Saved entries
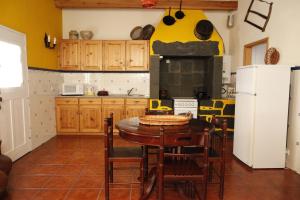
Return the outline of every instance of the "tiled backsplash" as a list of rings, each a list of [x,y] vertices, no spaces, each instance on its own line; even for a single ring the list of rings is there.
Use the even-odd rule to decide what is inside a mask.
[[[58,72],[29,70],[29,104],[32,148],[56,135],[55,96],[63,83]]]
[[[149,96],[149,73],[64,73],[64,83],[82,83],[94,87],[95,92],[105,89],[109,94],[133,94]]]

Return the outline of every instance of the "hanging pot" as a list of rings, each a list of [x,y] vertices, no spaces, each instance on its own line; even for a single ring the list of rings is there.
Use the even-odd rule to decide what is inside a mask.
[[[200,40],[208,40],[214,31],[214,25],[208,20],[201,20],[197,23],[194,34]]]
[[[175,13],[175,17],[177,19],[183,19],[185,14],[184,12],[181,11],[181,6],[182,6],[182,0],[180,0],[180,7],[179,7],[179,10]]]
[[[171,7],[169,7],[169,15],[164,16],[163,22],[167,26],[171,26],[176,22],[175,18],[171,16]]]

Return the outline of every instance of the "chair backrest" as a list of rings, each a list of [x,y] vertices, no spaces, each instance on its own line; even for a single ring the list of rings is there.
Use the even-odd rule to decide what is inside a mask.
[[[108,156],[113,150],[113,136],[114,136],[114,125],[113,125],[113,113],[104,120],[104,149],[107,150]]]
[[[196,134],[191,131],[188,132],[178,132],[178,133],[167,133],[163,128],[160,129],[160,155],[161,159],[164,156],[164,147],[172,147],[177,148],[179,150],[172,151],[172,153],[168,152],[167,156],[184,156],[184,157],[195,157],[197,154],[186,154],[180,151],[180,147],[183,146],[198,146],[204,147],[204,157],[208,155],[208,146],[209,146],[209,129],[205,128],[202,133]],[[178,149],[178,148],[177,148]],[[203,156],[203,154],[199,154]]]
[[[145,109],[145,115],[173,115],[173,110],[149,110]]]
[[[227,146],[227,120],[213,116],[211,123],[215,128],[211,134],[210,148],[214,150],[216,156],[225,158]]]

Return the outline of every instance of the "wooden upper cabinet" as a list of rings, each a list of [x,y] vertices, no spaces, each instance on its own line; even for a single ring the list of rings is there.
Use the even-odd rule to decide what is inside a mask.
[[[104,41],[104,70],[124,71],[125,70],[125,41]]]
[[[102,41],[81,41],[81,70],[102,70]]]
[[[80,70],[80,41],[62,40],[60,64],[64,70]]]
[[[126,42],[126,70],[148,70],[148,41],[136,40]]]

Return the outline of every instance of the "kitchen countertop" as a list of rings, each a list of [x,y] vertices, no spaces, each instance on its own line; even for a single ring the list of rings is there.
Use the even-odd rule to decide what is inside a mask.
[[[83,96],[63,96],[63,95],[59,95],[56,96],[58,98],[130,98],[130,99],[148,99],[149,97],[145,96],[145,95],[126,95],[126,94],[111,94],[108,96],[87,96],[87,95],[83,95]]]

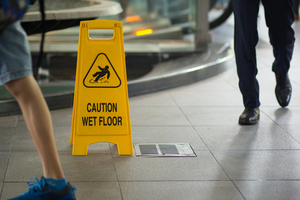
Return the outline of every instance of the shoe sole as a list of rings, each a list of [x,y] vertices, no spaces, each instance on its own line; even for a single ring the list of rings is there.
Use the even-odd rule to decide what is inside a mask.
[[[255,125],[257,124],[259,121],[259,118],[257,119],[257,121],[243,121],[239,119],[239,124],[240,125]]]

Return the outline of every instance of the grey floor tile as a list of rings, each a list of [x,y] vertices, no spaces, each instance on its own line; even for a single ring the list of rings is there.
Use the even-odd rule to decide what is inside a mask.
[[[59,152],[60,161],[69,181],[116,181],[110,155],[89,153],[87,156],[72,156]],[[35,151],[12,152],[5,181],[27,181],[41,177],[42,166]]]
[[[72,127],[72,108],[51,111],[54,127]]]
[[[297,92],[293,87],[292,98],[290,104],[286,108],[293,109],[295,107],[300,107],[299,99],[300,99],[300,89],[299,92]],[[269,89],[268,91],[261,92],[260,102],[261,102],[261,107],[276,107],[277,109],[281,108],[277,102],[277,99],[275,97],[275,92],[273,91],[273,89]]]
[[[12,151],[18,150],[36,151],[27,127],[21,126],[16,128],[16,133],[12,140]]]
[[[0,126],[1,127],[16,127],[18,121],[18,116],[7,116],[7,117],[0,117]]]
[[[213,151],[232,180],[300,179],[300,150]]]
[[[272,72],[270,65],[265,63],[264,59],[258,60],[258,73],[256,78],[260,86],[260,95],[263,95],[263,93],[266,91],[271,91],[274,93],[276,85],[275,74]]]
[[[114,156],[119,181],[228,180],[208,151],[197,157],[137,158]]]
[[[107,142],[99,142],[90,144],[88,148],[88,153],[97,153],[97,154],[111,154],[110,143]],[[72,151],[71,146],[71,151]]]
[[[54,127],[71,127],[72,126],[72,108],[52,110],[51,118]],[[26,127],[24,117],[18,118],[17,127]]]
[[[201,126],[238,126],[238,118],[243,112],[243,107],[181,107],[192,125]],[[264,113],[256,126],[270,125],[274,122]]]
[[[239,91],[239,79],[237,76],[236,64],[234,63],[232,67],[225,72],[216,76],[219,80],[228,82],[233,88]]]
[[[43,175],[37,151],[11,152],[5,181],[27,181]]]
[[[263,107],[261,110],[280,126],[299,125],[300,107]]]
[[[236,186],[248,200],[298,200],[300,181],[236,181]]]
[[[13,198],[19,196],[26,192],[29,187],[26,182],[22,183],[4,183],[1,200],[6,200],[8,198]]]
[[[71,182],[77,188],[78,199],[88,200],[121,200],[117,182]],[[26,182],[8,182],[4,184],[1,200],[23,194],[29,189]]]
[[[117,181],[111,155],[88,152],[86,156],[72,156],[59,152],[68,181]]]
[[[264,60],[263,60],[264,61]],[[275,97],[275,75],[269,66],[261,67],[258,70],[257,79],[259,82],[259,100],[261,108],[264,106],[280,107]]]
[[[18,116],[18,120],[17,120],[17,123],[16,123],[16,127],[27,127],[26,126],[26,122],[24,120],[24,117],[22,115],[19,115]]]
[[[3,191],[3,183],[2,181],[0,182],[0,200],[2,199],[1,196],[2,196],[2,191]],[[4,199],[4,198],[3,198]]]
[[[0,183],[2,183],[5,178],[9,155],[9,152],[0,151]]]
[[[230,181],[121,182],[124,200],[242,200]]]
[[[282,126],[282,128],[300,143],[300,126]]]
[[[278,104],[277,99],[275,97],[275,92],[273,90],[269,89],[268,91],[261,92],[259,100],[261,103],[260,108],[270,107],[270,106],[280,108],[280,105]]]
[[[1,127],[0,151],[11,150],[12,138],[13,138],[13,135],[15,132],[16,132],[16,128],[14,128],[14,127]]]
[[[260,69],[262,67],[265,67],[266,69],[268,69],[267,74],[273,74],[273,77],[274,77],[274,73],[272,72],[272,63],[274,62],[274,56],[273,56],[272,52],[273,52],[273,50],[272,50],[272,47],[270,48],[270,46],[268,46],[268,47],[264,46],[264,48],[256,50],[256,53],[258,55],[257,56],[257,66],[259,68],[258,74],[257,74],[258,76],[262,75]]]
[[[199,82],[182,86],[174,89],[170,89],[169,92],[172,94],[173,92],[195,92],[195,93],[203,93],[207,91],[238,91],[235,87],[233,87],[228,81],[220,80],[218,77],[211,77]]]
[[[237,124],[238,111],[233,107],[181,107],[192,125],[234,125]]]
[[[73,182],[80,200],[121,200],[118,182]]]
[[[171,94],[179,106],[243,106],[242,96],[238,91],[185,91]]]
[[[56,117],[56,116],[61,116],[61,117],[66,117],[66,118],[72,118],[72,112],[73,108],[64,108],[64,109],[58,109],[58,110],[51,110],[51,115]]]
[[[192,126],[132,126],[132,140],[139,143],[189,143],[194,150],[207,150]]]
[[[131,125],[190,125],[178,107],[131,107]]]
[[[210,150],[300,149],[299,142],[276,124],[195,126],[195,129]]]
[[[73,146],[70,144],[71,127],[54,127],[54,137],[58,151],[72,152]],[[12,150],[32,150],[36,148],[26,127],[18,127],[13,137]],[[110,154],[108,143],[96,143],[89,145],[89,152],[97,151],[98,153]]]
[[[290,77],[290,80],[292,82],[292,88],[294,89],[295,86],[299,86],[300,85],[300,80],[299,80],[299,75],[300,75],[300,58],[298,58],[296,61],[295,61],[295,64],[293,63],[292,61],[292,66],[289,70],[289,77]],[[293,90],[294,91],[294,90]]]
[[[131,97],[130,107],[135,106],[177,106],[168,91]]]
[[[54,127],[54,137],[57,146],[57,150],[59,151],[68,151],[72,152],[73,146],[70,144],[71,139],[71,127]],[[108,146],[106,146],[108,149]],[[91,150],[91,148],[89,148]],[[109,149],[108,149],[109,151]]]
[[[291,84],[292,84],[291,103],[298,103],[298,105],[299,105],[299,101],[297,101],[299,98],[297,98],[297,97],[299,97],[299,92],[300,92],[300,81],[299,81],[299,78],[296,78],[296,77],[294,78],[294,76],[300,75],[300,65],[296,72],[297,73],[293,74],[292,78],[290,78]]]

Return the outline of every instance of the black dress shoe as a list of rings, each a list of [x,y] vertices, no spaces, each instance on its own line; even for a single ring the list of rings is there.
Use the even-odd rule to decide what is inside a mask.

--

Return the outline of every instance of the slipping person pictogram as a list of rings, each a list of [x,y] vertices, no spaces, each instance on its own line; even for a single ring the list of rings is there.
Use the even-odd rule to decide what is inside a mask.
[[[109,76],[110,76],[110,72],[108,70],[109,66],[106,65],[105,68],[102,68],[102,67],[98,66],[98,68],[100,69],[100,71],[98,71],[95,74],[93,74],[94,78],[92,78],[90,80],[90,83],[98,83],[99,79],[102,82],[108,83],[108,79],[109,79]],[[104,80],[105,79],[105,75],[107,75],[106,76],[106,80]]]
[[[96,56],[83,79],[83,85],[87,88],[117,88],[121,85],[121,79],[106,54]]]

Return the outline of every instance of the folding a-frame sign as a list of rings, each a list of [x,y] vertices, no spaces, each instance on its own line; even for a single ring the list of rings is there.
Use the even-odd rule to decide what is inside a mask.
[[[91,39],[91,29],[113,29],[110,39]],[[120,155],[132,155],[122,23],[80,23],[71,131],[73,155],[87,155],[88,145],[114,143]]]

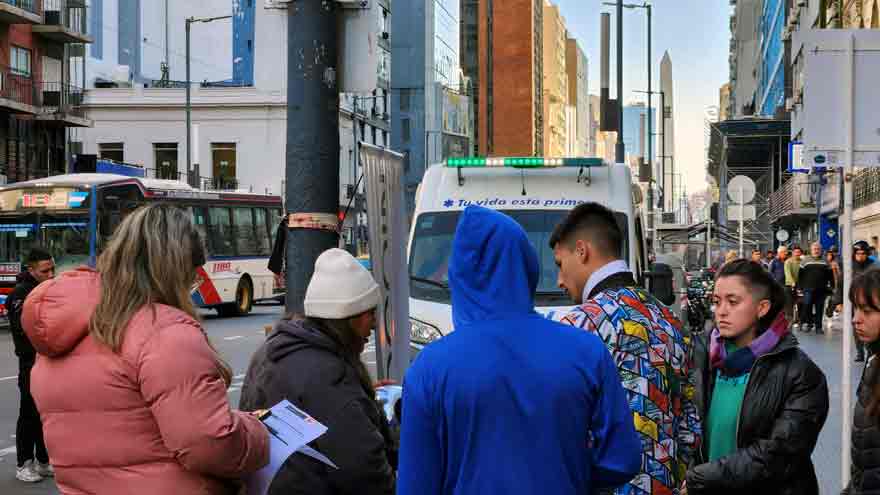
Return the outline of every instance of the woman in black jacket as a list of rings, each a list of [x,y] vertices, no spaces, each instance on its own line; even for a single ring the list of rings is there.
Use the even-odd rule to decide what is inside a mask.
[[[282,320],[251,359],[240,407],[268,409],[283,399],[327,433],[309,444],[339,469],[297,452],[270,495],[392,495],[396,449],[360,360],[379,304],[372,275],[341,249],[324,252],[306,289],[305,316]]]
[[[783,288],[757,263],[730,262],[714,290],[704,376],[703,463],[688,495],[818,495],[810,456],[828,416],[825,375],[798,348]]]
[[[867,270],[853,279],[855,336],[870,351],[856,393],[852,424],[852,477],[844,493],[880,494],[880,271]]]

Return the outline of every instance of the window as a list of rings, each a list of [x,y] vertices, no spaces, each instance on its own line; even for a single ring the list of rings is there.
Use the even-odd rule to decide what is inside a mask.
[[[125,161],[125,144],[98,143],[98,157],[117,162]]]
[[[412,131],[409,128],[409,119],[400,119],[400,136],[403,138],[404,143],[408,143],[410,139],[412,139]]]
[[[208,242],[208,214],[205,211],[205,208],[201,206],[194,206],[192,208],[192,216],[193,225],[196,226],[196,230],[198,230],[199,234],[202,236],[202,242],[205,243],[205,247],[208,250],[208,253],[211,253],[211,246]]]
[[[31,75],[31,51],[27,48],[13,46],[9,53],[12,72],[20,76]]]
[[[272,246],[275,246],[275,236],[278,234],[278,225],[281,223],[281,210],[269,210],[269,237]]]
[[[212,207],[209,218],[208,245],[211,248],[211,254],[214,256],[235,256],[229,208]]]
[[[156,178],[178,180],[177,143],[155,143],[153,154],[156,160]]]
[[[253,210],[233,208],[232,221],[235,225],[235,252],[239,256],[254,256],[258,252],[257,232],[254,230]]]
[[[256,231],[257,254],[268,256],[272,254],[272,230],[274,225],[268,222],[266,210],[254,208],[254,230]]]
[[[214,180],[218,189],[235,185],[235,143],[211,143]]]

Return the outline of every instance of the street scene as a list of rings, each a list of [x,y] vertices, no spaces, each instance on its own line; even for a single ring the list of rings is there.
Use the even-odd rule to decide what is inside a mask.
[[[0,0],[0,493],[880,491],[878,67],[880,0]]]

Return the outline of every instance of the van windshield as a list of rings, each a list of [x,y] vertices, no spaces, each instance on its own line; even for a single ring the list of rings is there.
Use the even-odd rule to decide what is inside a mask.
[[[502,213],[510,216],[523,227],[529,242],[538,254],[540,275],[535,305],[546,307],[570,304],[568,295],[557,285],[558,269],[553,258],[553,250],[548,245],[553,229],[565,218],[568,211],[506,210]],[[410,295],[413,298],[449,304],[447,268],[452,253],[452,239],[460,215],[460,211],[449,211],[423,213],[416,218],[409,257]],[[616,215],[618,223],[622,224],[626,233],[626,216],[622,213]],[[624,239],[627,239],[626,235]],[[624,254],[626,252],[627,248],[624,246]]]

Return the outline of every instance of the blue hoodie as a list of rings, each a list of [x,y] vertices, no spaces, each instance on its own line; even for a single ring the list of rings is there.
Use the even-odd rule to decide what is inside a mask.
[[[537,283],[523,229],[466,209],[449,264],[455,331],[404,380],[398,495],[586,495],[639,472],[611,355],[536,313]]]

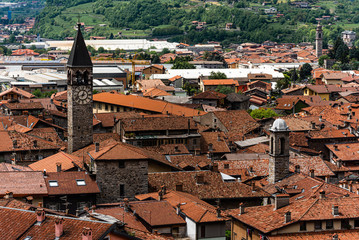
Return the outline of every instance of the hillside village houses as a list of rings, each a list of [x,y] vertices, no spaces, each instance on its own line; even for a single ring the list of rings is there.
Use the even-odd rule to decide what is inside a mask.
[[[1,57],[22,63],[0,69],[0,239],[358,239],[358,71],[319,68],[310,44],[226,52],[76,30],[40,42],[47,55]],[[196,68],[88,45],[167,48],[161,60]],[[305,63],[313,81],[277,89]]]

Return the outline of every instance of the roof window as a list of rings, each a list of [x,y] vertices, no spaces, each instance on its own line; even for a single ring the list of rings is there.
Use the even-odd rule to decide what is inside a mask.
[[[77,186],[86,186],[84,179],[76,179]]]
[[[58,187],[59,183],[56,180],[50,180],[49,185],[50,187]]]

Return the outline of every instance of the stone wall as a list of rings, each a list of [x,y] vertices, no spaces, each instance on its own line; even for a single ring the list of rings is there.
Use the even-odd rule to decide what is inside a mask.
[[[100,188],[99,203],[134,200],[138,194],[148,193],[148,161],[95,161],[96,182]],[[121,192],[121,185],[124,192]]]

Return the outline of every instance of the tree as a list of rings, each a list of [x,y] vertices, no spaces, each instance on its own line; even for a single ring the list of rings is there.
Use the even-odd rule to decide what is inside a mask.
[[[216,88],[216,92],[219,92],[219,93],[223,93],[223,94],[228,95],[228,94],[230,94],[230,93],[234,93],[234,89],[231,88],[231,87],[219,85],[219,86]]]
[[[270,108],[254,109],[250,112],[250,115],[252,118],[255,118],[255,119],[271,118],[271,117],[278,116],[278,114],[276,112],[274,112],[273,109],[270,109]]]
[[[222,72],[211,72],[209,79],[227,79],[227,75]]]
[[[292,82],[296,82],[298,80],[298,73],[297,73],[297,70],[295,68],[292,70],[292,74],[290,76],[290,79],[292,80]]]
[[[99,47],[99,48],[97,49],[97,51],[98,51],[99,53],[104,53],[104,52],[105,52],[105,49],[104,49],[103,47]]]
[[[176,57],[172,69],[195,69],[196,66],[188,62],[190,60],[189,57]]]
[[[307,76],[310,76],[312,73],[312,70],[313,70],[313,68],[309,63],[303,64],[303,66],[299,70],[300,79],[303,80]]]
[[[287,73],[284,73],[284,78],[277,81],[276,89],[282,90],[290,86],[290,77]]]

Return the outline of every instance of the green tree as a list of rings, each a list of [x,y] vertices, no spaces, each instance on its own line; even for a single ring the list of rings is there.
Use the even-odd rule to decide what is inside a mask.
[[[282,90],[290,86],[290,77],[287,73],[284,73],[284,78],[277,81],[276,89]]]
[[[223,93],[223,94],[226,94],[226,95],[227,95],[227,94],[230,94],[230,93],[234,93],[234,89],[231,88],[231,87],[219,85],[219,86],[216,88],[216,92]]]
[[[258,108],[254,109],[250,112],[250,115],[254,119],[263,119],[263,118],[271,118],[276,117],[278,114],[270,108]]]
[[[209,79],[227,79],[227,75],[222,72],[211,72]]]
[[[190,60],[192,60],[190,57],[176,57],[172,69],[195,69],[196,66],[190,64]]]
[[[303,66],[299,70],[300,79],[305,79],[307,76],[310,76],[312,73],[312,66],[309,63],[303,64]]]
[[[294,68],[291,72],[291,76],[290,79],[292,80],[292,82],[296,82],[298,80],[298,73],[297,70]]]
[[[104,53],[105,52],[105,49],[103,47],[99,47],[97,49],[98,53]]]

==

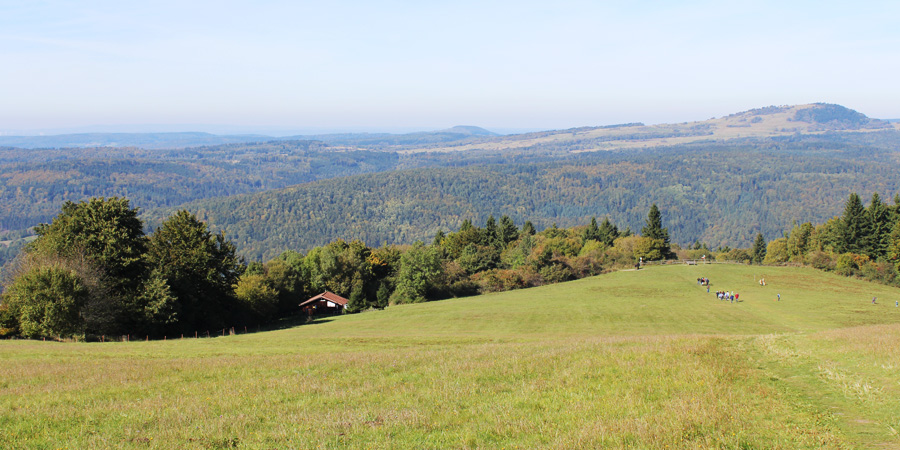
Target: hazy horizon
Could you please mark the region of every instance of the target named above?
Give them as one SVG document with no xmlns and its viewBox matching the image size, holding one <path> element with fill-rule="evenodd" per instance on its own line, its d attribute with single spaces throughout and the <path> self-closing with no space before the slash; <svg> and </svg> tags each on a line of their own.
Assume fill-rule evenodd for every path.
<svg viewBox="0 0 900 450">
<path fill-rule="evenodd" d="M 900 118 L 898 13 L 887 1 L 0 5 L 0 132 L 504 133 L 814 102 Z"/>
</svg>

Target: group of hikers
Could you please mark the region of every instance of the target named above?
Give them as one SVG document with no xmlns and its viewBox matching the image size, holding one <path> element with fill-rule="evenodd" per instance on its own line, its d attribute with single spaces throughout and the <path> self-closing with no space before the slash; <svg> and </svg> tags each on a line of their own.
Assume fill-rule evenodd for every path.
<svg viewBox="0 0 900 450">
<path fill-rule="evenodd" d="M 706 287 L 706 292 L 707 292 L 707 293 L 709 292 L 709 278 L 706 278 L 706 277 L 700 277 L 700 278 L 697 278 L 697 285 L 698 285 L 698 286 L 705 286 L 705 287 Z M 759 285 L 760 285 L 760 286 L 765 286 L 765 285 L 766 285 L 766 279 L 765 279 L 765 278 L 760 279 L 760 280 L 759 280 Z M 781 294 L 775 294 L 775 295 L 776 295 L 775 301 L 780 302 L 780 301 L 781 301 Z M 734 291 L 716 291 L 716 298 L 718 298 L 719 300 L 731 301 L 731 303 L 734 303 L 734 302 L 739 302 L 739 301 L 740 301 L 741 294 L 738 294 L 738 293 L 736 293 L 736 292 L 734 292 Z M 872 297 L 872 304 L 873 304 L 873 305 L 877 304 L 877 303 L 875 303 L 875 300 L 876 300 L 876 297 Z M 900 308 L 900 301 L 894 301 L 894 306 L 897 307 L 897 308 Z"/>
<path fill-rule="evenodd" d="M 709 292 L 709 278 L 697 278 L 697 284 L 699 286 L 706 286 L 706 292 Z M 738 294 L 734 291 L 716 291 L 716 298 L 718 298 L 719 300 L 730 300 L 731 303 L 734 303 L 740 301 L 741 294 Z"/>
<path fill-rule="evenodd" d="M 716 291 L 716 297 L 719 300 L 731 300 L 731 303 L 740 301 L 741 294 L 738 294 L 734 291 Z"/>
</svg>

## Aim of the task
Look back at the entries above and repeat, unchanged, every line from the line holding "Return the outline of every instance of the hillside" through the line holding "Return the outline of every instance of the stone".

## Output for this task
Return the outline of every instance of the hillside village houses as a list of rings, each a list of [x,y] vertices, no spaces, each instance on its own line; even for a single ring the list of rings is there.
Use the even-odd rule to decide what is inside a mask.
[[[1,57],[22,63],[0,69],[0,239],[358,239],[358,71],[319,68],[310,44],[226,52],[76,30],[40,42],[47,55]],[[196,68],[88,45],[167,48],[161,60]],[[305,63],[313,81],[277,89]]]

Return the outline of every instance of the roof window as a list of rings, each a list of [x,y] vertices, no spaces, each instance on its own line; even for a single ring the list of rings is there.
Use the even-odd rule to decide what is inside a mask.
[[[77,186],[86,186],[84,179],[76,179]]]
[[[58,187],[59,183],[56,180],[50,180],[49,185],[50,187]]]

Return the outline of every instance of the stone wall as a list of rings, each a list of [x,y] vertices, no spaces, each instance on its own line; even for a single ring the list of rings is there.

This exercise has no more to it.